_INSTRUCTION_
Please copy the listing from the line that has "the red stripe" through the line that has "x=149, y=138", replacing "pin" with "marker" and leaving everything else unchanged.
— START OF GIVEN DATA —
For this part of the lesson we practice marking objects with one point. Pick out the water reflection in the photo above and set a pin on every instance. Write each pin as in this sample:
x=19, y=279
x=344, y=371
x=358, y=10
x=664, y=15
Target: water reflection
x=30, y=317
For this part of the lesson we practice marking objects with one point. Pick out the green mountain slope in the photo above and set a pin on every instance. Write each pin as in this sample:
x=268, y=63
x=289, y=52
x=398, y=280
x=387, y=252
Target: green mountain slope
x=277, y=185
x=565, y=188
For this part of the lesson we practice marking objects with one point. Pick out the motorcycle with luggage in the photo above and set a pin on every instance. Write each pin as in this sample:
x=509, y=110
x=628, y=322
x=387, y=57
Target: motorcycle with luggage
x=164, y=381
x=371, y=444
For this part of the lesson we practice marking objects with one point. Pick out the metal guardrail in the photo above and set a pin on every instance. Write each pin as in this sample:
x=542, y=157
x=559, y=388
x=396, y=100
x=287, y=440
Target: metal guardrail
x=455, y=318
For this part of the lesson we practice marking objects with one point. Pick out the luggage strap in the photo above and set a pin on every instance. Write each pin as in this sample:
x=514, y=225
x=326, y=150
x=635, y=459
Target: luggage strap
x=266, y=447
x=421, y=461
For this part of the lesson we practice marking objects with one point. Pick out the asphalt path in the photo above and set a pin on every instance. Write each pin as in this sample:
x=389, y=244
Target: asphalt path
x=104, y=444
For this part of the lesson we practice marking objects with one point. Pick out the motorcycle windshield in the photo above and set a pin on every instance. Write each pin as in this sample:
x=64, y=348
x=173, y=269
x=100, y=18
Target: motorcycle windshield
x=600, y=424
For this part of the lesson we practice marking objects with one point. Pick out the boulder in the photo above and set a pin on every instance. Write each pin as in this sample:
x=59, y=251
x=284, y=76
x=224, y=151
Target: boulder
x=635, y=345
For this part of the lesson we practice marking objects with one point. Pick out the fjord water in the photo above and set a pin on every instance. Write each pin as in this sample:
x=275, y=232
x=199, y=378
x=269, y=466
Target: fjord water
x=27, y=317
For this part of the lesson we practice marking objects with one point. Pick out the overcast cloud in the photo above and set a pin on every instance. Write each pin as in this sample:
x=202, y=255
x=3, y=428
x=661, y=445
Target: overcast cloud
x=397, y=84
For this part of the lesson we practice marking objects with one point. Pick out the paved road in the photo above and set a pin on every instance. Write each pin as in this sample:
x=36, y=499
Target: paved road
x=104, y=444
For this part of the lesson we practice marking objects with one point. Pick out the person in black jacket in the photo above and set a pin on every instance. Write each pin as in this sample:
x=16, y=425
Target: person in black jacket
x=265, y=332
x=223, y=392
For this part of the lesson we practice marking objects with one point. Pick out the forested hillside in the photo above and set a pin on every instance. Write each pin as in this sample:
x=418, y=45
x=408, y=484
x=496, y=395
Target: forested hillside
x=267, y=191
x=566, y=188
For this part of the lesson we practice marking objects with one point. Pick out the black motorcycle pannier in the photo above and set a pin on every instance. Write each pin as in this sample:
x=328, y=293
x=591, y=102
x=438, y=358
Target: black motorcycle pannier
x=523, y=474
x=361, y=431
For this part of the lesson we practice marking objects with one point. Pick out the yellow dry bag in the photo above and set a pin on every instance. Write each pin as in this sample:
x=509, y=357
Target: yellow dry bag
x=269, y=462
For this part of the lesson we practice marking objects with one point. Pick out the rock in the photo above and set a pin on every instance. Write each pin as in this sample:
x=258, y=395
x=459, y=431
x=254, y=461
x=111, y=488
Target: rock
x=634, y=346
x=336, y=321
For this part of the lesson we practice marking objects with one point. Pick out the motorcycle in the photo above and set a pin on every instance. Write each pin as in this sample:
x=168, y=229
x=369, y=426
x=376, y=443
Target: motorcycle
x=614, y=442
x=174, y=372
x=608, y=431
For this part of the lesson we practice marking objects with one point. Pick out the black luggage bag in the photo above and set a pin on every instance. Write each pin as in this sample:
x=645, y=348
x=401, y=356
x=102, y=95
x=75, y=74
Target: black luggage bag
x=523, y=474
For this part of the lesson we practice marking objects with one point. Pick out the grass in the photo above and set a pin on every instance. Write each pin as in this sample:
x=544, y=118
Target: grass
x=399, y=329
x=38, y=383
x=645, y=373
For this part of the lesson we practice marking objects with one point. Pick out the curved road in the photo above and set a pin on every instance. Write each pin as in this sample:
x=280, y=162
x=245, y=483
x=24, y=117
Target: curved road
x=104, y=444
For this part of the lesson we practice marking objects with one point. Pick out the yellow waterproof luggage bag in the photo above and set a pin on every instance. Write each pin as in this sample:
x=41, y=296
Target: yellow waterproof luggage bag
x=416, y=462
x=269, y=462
— END OF GIVEN DATA —
— START OF GIVEN DATA —
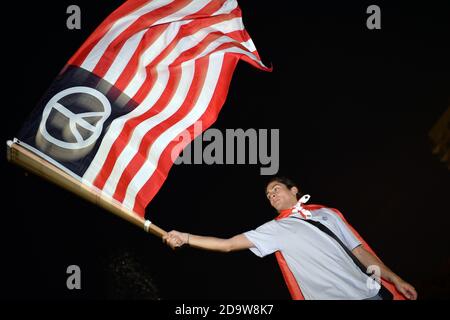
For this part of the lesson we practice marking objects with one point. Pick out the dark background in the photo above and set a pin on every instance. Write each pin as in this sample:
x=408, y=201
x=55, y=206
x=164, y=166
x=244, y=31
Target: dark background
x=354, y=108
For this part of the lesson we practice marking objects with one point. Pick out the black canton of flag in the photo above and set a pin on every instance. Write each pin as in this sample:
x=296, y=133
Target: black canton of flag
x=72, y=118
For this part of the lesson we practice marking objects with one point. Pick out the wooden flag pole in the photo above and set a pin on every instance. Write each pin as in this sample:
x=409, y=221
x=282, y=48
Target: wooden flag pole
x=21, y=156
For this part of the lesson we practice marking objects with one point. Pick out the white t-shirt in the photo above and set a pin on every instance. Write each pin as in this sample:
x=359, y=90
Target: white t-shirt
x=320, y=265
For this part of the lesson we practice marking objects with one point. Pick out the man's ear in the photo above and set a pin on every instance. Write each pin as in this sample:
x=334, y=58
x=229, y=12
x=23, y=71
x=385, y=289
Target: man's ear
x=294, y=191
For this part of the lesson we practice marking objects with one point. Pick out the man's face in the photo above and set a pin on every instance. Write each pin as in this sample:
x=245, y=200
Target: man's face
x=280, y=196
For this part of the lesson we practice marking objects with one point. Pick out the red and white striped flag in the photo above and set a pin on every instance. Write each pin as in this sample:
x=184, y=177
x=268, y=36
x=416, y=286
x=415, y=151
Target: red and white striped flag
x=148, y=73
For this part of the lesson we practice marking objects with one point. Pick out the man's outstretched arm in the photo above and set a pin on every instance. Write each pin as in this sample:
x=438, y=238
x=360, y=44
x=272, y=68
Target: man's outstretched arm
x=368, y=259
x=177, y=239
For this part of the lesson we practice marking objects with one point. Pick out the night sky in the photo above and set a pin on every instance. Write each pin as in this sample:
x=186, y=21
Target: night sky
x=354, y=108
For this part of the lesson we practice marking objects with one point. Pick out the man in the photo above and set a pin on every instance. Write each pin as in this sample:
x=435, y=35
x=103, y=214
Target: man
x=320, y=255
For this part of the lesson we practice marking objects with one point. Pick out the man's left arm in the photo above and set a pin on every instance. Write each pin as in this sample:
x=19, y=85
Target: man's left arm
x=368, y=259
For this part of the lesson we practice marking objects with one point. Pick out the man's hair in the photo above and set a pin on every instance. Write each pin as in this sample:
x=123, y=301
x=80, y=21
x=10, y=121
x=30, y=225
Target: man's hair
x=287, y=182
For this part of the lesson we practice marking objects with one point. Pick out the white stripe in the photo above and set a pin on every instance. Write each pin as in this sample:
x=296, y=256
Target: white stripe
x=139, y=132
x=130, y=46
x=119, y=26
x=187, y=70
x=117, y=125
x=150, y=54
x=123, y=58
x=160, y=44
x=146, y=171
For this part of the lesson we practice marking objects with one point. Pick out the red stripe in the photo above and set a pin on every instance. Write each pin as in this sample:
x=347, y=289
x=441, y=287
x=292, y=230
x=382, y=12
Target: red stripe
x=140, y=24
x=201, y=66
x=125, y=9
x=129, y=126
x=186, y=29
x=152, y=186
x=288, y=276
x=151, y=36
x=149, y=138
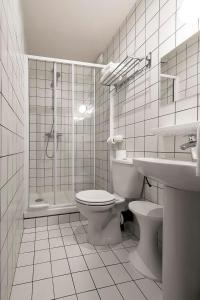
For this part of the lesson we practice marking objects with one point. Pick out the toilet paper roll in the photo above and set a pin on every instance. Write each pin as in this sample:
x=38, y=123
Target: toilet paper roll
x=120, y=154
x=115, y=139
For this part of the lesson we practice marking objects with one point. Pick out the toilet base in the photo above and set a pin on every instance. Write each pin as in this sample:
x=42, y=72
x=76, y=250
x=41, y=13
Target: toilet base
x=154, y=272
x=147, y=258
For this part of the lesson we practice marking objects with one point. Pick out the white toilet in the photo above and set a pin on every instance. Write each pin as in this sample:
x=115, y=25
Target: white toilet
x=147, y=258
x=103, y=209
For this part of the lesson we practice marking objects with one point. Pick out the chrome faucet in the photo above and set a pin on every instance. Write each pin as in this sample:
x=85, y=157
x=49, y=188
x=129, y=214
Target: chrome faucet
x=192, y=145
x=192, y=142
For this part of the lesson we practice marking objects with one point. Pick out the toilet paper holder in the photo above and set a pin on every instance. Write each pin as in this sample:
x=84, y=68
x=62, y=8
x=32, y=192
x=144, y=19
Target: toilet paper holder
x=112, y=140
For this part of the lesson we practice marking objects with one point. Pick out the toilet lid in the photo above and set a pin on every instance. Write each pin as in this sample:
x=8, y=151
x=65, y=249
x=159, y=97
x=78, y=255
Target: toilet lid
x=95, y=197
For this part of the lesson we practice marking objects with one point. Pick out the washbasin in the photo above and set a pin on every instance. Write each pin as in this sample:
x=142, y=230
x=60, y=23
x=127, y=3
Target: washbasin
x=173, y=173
— END OF GIVEN DATA —
— START OF GIVEN DATA —
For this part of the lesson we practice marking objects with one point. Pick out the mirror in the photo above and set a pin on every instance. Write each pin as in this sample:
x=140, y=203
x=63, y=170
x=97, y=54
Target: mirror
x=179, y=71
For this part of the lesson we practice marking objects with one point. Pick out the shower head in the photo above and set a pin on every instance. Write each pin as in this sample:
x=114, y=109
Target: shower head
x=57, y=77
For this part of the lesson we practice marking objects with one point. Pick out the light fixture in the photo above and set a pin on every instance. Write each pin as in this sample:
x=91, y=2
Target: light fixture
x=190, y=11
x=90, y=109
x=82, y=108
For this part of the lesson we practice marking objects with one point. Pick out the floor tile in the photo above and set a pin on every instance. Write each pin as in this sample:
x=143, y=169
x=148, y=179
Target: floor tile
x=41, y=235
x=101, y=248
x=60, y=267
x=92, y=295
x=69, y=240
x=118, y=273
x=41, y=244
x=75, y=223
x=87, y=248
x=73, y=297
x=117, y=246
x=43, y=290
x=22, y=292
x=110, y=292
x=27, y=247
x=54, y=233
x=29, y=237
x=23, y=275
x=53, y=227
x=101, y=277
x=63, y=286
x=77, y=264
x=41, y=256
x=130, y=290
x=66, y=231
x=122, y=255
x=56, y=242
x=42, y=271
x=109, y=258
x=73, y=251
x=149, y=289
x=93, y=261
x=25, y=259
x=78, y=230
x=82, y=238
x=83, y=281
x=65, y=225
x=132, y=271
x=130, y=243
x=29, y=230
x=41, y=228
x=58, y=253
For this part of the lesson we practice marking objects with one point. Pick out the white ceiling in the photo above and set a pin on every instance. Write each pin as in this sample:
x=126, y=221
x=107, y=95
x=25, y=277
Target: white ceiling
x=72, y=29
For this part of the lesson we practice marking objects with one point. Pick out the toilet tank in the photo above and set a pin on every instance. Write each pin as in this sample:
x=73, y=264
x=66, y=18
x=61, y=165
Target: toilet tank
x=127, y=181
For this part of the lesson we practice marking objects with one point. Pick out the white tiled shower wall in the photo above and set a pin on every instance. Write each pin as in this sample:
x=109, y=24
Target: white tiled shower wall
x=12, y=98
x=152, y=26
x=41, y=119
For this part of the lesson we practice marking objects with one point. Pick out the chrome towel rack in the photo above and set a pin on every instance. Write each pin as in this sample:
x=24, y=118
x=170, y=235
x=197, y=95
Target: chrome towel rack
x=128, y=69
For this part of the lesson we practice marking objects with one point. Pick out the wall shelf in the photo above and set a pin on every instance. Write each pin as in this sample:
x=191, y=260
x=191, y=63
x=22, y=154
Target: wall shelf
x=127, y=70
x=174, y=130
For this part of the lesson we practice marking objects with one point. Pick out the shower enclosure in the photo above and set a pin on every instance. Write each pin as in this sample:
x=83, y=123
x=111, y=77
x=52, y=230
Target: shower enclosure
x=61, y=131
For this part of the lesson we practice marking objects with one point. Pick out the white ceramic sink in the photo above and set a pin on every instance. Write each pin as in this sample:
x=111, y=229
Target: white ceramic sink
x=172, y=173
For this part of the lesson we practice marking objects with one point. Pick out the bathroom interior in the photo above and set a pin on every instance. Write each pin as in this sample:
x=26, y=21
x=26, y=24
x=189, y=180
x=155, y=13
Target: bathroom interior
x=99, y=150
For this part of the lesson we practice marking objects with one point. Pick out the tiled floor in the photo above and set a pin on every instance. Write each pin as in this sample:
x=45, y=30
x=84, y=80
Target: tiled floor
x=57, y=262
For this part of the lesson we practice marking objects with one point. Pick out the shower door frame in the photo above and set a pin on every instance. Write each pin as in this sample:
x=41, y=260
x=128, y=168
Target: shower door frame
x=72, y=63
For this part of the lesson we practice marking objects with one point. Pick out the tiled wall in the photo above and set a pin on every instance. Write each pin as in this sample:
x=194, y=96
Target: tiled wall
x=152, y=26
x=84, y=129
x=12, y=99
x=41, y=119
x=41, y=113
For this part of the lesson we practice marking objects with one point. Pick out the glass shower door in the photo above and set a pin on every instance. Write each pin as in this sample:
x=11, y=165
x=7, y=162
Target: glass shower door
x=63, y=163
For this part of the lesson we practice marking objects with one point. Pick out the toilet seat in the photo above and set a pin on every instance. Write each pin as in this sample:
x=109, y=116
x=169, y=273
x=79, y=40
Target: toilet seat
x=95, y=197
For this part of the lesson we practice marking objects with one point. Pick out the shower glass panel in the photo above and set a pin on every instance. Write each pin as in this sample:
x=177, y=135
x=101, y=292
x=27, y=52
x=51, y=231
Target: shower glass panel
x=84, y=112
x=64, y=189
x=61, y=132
— END OF GIVEN DATA —
_REPLY_
For this part of the lesson we practice marking objects with one point. Pick out the red stripe in the photo above and set a marker on every instance. Write each marker as in this sample:
x=347, y=289
x=441, y=287
x=292, y=230
x=382, y=12
Target: red stripe
x=140, y=24
x=201, y=66
x=125, y=9
x=129, y=126
x=186, y=29
x=152, y=186
x=288, y=276
x=151, y=36
x=149, y=138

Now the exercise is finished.